- _Kutipan Teks_
• Kolom
  • BIOGRAFI RADEN AYU SANGKANINGRAT (1907-1944) #9: Anggota Komisi Sensor Film

BIOGRAFI RADEN AYU SANGKANINGRAT (1907-1944) #9: Anggota Komisi Sensor Film

Raden Ayu Sangkaningrat diangkat menjadi anggota Filmcommissie pada 24 Maret 1933 untuk menggantikan posisi yang ditinggalkan R.A. Mirjam.

Atep Kurnia

Peminat literasi dan budaya Sunda

Salah satu adegan dari film Pareh. (Sumber: De Telegraaf, 27 Oktober 1935).

6 Juni 2023


BandungBergerak.idSetelah ada reorganisasi Filmcommissie tahun 1934, nama Sangkaningrat masih tercatat sebagai salah seorang anggota lembaga sensor film Hindia Belanda itu. Selengkapnya susunan pengurus Commissie voor de Keuring van Films  adalah R.F. Ch. Smith (ketua), dengan anggota Nyonya P. Fromberg-Pyttersen, Nyonya C.H. Dorrenboom-Schlusser, R.A. Sangkaningrat, Nyonya M.H.C. Duynstee-Van Basten Batenburg, Mr. C.C. van Helsdingen, Landjoemin Gelar Datoe Toemanggoeng, F. Laoh, H.H. Kan, Mr. C.M. Brooshooft, R.A.A. Soejono, P.A. van de Stadt, Ir. C.P.H. Jagtman, L. Kamper, K. Stoker, dan Mr. A.W. van Zadelhoff (De Indische Courant, 8 September 1934).

- _Entri yang Tersedia_
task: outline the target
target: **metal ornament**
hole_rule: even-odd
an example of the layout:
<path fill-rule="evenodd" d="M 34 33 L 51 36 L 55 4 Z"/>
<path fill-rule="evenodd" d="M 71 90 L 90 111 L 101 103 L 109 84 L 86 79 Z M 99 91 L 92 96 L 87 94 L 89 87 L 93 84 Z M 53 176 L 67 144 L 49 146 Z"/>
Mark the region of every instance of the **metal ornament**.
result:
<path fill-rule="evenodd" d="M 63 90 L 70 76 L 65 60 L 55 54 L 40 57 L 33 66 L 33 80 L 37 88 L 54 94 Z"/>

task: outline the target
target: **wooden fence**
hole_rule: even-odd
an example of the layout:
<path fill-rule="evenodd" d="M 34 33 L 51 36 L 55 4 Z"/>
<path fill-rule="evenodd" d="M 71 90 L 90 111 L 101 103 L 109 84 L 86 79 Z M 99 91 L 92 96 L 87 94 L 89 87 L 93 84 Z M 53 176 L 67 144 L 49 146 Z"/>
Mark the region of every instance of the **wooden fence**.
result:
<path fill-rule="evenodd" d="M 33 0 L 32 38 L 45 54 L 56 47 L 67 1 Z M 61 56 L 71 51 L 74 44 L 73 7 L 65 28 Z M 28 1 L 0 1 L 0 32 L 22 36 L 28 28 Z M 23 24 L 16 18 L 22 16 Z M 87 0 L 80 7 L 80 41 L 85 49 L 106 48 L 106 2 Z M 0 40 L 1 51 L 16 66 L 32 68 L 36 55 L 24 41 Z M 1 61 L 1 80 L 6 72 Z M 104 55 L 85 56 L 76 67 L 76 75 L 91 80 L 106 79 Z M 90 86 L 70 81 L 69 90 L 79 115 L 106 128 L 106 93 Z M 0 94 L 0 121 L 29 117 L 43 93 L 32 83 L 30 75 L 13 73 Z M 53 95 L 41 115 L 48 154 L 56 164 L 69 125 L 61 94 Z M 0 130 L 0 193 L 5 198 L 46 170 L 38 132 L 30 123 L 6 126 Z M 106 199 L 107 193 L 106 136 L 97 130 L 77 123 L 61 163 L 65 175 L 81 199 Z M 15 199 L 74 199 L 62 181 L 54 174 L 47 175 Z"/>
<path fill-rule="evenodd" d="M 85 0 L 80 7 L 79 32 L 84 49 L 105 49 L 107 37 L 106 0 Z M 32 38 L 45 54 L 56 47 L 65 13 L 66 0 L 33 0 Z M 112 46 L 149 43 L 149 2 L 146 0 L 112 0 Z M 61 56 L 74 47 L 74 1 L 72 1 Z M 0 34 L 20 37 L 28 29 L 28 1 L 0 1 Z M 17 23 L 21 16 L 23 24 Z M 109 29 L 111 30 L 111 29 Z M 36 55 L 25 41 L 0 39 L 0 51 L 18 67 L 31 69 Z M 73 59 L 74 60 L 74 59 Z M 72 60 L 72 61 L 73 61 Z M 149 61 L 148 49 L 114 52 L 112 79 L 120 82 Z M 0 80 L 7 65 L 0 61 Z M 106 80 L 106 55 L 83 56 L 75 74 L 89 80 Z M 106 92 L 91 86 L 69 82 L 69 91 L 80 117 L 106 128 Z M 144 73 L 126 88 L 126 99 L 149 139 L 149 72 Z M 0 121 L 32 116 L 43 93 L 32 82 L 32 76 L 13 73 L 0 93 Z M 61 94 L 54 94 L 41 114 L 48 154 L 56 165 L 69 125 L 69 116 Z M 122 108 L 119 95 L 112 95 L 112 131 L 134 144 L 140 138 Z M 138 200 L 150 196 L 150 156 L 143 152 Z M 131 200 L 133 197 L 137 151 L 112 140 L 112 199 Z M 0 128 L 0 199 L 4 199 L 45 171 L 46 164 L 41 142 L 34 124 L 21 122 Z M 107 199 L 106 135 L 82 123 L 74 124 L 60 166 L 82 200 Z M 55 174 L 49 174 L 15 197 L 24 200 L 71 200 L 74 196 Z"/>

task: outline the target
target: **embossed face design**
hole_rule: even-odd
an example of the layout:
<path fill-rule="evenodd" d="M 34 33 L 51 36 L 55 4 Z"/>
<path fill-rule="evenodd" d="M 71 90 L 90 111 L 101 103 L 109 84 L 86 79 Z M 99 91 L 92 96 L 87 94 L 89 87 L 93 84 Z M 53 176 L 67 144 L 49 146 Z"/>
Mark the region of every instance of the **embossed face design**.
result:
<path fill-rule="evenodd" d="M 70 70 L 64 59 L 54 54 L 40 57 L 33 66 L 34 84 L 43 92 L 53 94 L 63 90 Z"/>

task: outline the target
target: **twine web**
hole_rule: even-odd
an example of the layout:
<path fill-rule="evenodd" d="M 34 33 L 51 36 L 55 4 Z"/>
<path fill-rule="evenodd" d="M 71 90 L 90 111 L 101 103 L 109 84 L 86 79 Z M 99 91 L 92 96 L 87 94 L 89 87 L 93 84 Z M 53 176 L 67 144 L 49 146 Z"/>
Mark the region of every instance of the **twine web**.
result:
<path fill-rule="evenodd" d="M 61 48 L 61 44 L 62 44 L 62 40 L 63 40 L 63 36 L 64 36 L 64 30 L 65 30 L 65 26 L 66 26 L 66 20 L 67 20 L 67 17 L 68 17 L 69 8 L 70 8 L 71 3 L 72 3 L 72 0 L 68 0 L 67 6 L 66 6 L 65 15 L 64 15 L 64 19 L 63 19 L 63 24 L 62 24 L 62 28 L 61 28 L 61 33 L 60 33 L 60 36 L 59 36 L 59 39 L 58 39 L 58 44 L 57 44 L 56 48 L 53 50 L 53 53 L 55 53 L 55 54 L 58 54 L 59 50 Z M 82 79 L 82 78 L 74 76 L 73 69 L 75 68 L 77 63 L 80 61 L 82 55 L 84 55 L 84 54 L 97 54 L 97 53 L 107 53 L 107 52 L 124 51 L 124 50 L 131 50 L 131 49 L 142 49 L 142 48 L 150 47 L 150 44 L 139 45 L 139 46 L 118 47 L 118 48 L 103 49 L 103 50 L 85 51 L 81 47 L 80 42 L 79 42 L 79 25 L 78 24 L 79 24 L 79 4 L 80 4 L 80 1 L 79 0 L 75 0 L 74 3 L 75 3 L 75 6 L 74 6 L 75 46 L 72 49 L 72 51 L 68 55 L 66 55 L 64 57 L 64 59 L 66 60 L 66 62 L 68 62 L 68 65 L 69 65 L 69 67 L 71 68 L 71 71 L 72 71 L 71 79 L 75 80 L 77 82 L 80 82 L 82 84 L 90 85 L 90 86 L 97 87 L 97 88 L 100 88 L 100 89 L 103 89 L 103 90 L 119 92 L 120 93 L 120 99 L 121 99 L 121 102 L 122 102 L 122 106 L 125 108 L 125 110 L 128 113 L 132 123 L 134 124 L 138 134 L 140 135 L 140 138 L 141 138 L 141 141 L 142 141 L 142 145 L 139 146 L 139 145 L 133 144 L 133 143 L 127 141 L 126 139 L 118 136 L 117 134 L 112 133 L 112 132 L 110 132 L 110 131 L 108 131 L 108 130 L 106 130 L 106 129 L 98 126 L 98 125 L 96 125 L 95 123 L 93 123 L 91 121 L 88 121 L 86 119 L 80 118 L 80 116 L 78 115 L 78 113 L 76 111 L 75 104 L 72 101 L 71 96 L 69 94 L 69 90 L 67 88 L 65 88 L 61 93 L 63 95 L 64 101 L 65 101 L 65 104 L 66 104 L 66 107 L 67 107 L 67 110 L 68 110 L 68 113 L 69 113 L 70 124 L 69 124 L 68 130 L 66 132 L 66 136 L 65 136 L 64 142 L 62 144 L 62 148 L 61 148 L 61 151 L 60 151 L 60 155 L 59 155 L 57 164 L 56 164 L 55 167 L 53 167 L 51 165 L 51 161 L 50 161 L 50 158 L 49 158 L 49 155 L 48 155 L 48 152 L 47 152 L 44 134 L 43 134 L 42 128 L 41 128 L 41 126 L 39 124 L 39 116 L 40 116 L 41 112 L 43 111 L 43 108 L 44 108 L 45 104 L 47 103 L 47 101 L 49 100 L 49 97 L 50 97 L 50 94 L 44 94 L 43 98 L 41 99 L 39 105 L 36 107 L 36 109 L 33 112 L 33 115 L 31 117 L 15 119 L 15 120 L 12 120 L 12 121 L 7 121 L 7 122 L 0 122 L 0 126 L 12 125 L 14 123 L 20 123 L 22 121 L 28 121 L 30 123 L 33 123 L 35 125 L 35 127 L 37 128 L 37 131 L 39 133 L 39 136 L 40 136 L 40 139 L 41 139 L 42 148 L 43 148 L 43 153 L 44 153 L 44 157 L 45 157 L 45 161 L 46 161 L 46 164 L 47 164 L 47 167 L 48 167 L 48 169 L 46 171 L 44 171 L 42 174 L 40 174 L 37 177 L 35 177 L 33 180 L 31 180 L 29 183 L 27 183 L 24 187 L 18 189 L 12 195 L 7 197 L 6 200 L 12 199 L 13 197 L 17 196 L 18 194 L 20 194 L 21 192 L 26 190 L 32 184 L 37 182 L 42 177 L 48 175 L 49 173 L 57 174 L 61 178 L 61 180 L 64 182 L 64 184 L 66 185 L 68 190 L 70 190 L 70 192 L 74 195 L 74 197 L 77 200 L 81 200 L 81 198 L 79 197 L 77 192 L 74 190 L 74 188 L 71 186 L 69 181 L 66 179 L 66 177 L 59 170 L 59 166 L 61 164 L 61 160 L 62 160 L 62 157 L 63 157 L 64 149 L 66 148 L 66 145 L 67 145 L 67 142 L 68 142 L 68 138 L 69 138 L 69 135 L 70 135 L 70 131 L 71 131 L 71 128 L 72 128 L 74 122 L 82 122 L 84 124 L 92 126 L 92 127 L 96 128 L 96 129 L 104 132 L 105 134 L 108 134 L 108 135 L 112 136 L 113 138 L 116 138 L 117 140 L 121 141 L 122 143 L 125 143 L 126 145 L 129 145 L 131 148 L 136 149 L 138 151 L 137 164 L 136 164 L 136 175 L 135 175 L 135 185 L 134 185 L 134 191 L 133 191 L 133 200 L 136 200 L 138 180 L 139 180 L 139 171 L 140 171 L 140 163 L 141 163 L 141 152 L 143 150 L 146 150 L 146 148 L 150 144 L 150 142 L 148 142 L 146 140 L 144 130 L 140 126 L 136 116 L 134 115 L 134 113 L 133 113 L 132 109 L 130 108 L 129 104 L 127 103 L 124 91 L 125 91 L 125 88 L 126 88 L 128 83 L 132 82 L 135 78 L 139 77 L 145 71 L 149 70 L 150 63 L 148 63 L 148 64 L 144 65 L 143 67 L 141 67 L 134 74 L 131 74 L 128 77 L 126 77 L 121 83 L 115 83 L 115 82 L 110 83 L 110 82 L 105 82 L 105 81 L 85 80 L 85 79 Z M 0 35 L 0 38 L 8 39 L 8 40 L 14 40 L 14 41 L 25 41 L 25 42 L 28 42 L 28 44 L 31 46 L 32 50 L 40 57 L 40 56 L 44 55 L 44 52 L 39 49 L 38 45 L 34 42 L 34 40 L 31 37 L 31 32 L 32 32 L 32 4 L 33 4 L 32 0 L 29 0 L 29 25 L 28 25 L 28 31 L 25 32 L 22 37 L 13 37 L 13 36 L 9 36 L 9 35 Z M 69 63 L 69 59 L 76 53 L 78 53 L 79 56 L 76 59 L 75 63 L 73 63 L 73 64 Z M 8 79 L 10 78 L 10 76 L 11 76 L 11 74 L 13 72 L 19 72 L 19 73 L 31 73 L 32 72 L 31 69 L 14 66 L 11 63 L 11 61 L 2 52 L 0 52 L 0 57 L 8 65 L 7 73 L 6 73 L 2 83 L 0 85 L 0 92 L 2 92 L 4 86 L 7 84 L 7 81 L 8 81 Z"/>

- _Daftar Tugas_
[A] Sajikan baris-baris data, mulai dari baris pertama data hingga baris yang memuat "63 90 L 70 76", sebagai tabel Markdown dengan kolom Nomor dan Isi. Baris kosong tidak perlu dimasukkan.
[B] Lanjutkan teks biografi Raden Ayu Sangkaningrat sebagai anggota komisi sensor film, dimulai sesudah kalimat terakhirnya.

- _Jawaban Tugas_
[A]
| Nomor | Isi |
|---|---|
| 1 | task: outline the target |
| 2 | target: **metal ornament** |
| 3 | hole_rule: even-odd |
| 4 | an example of the layout: |
| 5 | <path fill-rule="evenodd" d="M 34 33 L 51 36 L 55 4 Z"/> |
| 6 | <path fill-rule="evenodd" d="M 71 90 L 90 111 L 101 103 L 109 84 L 86 79 Z M 99 91 L 92 96 L 87 94 L 89 87 L 93 84 Z M 53 176 L 67 144 L 49 146 Z"/> |
| 7 | Mark the region of every instance of the **metal ornament**. |
| 8 | result: |
| 9 | <path fill-rule="evenodd" d="M 63 90 L 70 76 L 65 60 L 55 54 L 40 57 L 33 66 L 33 80 L 37 88 L 54 94 Z"/> |

[B]
Raden Ayu Sangkaningrat punya andil bagi perkembangan film di Hindia Belanda. Dua buktinya adalah keterlibatannya sebagai anggota Commissie voor de Keuring van Films atau semacam Lembaga Sensor Film (LSF) sekarang ini antara tahun 1933 hingga 1935 dan salah seorang yang membantu pembuatan film pertama yang bersuara di Hindia Belanda, yaitu Pareh (1936) karya Albert Balink dan Mannus Franken. 

Berbicara mengenai Commissie voor de Keuring van Films, lembaga ini menurut D.G. Stibbe, Mr.Dr. F.J.W.H. Sandbergen dan P.A. Tellings (Encyclopaedie van Nederlandsch-Indie, Achtste deel, 1939: 1643-1645) bertugas untuk mengawasi peredaran film di Hindia Belanda. Regulasi pengawasannya sendiri mulai termaktub dalam Ind Stb. (Indisch Staatsblad, lembaran negara Hindia Belanda) 1916 no. 276 yang lebih dikenal sebagai “Bioscoop-Ordonnantie”. Aturan tersebut mengalami perubahan dan amandemen yang tertuang dalam Ind. Stb. 1919 no. 377, Ind. Stb. 1919 no. 742, Ind. Stb. 1922 no. 668, dan akhirnya Ind. Stb. 1925 no. 477 yang  dikenal sebagai “Filmordonnantie 1925”.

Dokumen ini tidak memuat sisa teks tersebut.